* **Исходные данные**:

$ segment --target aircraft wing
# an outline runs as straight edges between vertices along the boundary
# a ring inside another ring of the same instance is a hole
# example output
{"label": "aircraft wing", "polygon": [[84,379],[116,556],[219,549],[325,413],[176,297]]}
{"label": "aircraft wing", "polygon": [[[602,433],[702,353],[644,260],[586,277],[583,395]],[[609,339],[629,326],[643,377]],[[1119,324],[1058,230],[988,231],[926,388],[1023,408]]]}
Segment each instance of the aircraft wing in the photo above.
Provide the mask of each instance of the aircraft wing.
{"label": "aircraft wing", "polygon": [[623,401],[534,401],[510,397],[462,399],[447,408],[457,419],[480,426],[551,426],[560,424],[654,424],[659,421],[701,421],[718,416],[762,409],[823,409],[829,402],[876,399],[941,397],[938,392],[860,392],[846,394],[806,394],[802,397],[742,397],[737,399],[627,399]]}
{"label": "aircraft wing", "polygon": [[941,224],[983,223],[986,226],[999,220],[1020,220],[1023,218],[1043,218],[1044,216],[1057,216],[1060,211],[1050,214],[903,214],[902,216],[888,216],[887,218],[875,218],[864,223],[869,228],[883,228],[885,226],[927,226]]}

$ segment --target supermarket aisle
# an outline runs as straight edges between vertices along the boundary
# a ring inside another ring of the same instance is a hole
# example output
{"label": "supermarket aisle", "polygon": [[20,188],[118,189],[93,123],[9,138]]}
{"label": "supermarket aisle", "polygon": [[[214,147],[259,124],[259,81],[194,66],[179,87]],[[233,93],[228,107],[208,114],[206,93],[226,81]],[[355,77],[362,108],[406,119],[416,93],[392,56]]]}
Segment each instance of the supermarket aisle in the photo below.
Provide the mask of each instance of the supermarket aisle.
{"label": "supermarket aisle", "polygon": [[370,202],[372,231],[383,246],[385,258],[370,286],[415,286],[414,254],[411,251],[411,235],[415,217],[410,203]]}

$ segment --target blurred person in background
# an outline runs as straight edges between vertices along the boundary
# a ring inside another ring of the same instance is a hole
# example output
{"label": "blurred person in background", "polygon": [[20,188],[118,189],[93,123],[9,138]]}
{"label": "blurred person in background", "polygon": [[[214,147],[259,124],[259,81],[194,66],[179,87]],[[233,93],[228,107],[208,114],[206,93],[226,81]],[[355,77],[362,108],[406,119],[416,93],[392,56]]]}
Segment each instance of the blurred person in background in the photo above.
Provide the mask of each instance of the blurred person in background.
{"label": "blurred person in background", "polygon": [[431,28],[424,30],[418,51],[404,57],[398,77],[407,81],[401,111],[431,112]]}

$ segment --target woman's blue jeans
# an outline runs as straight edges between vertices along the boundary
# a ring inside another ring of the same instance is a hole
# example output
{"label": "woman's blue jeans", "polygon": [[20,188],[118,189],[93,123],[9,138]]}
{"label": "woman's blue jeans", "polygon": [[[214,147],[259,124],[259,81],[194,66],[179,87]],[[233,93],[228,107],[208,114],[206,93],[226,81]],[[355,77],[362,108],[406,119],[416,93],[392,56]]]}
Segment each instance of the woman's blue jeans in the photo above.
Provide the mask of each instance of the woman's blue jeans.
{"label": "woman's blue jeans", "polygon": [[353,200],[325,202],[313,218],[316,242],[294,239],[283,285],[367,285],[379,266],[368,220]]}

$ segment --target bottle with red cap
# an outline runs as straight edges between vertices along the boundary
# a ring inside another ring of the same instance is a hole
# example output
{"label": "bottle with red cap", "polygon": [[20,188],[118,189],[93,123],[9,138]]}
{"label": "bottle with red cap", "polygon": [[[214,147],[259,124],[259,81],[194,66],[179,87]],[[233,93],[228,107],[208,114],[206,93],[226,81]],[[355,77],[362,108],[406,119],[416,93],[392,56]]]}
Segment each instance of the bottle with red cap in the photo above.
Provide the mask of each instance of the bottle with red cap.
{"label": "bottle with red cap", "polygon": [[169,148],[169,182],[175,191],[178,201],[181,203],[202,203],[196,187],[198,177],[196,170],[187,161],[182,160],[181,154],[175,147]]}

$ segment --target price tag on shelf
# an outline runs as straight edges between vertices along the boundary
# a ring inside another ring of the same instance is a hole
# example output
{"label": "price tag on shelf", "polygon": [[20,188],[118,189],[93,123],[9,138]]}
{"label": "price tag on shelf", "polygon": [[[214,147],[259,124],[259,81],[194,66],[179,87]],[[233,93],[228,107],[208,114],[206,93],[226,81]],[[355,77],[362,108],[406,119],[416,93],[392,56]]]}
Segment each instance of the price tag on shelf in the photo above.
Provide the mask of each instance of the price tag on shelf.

* **Суть задания**:
Пожалуйста, замените в листинге выше «outline» на «contour» и приведите весь листинг заново, больше ничего не меняя.

* **Правильный ответ**:
$ segment --target aircraft wing
# an contour runs as straight edges between vertices along the boundary
# a ring inside another ring of the same instance is a hole
# example output
{"label": "aircraft wing", "polygon": [[84,379],[116,556],[219,549],[325,413],[176,297]]}
{"label": "aircraft wing", "polygon": [[[602,433],[702,353],[644,260],[586,277],[583,395]],[[609,339],[629,326],[643,377]],[[1119,324],[1058,230],[988,231],[926,388],[1023,408]]]}
Segment each instance of the aircraft wing in the photo above.
Provide the mask of each instance of the aircraft wing.
{"label": "aircraft wing", "polygon": [[623,401],[534,401],[510,397],[462,399],[447,408],[457,419],[480,426],[551,426],[560,424],[654,424],[659,421],[701,421],[718,416],[762,409],[823,409],[829,402],[876,399],[941,397],[938,392],[860,392],[846,394],[806,394],[802,397],[742,397],[737,399],[627,399]]}
{"label": "aircraft wing", "polygon": [[941,224],[983,223],[986,226],[999,220],[1020,220],[1023,218],[1043,218],[1044,216],[1057,216],[1060,211],[1050,214],[903,214],[902,216],[888,216],[887,218],[875,218],[864,223],[869,228],[883,228],[885,226],[927,226]]}

$ segment --target supermarket aisle
# an contour runs as straight edges between vertices along the boundary
# a ring inside another ring of the same instance is a hole
# example output
{"label": "supermarket aisle", "polygon": [[20,188],[118,189],[93,123],[9,138]]}
{"label": "supermarket aisle", "polygon": [[[214,147],[259,124],[259,81],[194,66],[179,87]],[[233,93],[228,107],[208,114],[206,93],[226,81]],[[355,77],[362,108],[406,119],[416,93],[392,56]]]}
Segment each instance of the supermarket aisle in the photo below.
Provide the mask of each instance of the supermarket aisle.
{"label": "supermarket aisle", "polygon": [[370,202],[372,231],[383,246],[385,258],[370,286],[415,286],[414,254],[411,251],[411,235],[415,217],[410,203]]}

$ segment --target blurred person in background
# an contour runs as straight edges between vertices along the boundary
# a ring inside another ring of the same instance is a hole
# example output
{"label": "blurred person in background", "polygon": [[20,188],[118,189],[93,123],[9,138]]}
{"label": "blurred person in background", "polygon": [[[214,147],[259,124],[259,81],[194,66],[179,87]],[[233,93],[228,107],[208,114],[206,93],[226,81]],[[355,77],[362,108],[406,119],[416,93],[392,56]]]}
Segment each instance of the blurred person in background in the photo above.
Provide the mask of each instance of the blurred person in background.
{"label": "blurred person in background", "polygon": [[431,28],[424,30],[418,51],[404,57],[398,77],[407,81],[401,111],[431,112]]}

$ segment --target woman's blue jeans
# an contour runs as straight edges between vertices along the boundary
# a ring inside another ring of the same instance is a hole
# example output
{"label": "woman's blue jeans", "polygon": [[20,188],[118,189],[93,123],[9,138]]}
{"label": "woman's blue jeans", "polygon": [[[214,147],[259,124],[259,81],[194,66],[179,87]],[[233,93],[228,107],[208,114],[206,93],[226,81]],[[355,77],[362,108],[406,119],[416,93],[392,56]]]}
Segment each instance of the woman's blue jeans in the photo above.
Provide the mask of each instance of the woman's blue jeans.
{"label": "woman's blue jeans", "polygon": [[353,200],[325,202],[313,218],[316,242],[294,239],[283,285],[367,285],[379,266],[368,220]]}

$ segment --target bottle with red cap
# an contour runs as straight edges between vertices along the boundary
# a ring inside another ring of the same instance is a hole
# example output
{"label": "bottle with red cap", "polygon": [[20,188],[118,189],[93,123],[9,138]]}
{"label": "bottle with red cap", "polygon": [[[214,147],[259,124],[259,81],[194,66],[179,87]],[[233,93],[228,107],[208,114],[206,93],[226,81]],[[355,77],[362,108],[406,119],[416,93],[392,56]]]}
Segment each instance of the bottle with red cap in the photo above.
Provide the mask of each instance of the bottle with red cap.
{"label": "bottle with red cap", "polygon": [[169,148],[169,182],[175,191],[178,201],[181,203],[202,203],[196,187],[198,177],[196,170],[187,161],[182,160],[181,154],[175,147]]}

$ segment --target price tag on shelf
# an contour runs as straight edges between vertices along the boundary
# a ring inside another ring of the same instance is a hole
# example output
{"label": "price tag on shelf", "polygon": [[20,188],[118,189],[93,123],[9,138]]}
{"label": "price tag on shelf", "polygon": [[[214,147],[259,124],[259,81],[194,66],[179,87]],[[233,93],[228,107],[208,114],[206,93],[226,81]],[[355,77],[362,108],[406,119],[416,93],[392,56]]]}
Segment each instance of the price tag on shelf in the photo above.
Provide the mask of each instance of the price tag on shelf.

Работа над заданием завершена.